*GIVEN INSTRUCTION:* Would you extract the whole listing below and retype it exactly?

───

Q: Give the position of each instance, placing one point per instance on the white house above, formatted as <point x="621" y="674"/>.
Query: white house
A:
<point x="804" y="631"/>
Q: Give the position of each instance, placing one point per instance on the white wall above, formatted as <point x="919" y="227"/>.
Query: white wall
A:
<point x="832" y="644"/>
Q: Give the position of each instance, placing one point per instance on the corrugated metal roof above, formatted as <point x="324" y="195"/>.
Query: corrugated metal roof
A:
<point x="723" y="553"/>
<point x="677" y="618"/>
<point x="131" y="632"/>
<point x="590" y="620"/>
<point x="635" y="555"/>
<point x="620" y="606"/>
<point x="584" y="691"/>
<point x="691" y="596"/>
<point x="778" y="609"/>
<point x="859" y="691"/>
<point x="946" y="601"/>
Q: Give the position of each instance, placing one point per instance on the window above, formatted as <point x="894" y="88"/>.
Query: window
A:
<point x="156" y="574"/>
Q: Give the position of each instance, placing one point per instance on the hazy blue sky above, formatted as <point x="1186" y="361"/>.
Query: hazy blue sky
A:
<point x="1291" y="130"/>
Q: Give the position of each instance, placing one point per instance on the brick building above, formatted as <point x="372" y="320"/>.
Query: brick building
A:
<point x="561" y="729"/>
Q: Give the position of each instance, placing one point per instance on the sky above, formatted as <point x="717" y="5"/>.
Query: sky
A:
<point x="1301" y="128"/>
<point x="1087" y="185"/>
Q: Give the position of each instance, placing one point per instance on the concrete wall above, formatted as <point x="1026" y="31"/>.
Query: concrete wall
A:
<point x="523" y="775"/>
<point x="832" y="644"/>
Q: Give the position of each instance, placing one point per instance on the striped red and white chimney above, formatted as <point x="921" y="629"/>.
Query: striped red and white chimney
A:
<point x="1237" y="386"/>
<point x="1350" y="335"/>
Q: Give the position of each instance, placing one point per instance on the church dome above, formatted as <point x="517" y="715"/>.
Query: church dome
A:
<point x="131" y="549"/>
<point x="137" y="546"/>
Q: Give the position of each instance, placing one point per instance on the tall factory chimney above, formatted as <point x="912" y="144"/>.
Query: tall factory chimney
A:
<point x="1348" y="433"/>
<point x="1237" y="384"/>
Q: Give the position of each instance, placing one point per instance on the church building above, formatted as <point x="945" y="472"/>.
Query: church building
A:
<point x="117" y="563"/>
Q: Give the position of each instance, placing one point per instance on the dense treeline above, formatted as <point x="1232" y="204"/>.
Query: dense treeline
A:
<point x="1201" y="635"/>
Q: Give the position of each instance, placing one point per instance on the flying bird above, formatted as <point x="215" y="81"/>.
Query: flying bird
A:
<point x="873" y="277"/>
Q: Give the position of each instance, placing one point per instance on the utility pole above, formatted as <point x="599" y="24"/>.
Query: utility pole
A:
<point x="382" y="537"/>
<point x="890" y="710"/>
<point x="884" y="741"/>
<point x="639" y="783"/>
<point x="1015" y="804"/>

───

*ANSWER TO THE TASK:*
Q: Give the position of each instance, placing one point per instance on the white house above, formatted as <point x="621" y="674"/>.
Query: white house
A:
<point x="804" y="631"/>
Q: Give the position of each instance, placing one point per instance on the white wall above, formatted as <point x="919" y="227"/>.
Query: white wall
A:
<point x="832" y="644"/>
Q: Give the position of each instance, placing one point per instance on the corrugated metal roof above, formatted as <point x="324" y="195"/>.
Query: corrugated metal roof
A:
<point x="723" y="553"/>
<point x="677" y="618"/>
<point x="131" y="632"/>
<point x="590" y="620"/>
<point x="635" y="555"/>
<point x="620" y="606"/>
<point x="584" y="691"/>
<point x="691" y="596"/>
<point x="778" y="609"/>
<point x="859" y="691"/>
<point x="946" y="601"/>
Q: Give the position of each instance, placing one point per instance on the window above, formatted as <point x="894" y="88"/>.
Query: window
A:
<point x="156" y="574"/>
Q: Give the position of each instance, placing one point per instance on the hazy blue sky above, formatted as <point x="1186" y="361"/>.
Query: hazy blue sky
A:
<point x="1291" y="130"/>
Q: Give the position of each instance, placing one point per instance on the brick building above, formatted as <point x="372" y="320"/>.
Query: brick building
A:
<point x="561" y="729"/>
Q: Give the position of each instance, placing one point per instance on the sky above, formatted as <point x="717" y="5"/>.
Query: sky
A:
<point x="1301" y="128"/>
<point x="1087" y="185"/>
Q: Give the position of each instance, placing one point per instance on the concrete wall above, formatted as <point x="1026" y="31"/>.
Query: concrete wall
A:
<point x="523" y="775"/>
<point x="832" y="644"/>
Q: Give the position of each instance, placing one point per instance on the striped red and white chimney above, formatted as <point x="921" y="629"/>.
Query: striped red and white chimney
A:
<point x="1237" y="386"/>
<point x="1350" y="335"/>
Q: Give the position of each instance, placing one point per instance on the church dome above, formatted as <point x="517" y="715"/>.
Query: church dome
A:
<point x="131" y="549"/>
<point x="137" y="546"/>
Q: Give the position of each instance, placing one point per instance on the tall factory chimney above, formatted as <point x="912" y="144"/>.
Query: tall factory chimney
A:
<point x="1348" y="433"/>
<point x="1237" y="384"/>
Q: Give the position of each instance, placing one point per instance on the church building above, formatted as <point x="945" y="472"/>.
Query: church building
A:
<point x="117" y="563"/>
Q: Give the position of each instance, placing one point per instance on the dense treeline above, formatted as <point x="1232" y="204"/>.
Query: dense treeline
A:
<point x="1201" y="635"/>
Q: Give the position of each instance, placing one point per instance on the flying bird above, formatted as <point x="215" y="81"/>.
Query: flying bird
A:
<point x="873" y="277"/>
Q: Give the position of each instance, placing one point per instance on the utility pole above, formatted as <point x="599" y="24"/>.
Query: utility pole
A:
<point x="382" y="537"/>
<point x="890" y="710"/>
<point x="884" y="741"/>
<point x="639" y="783"/>
<point x="1015" y="804"/>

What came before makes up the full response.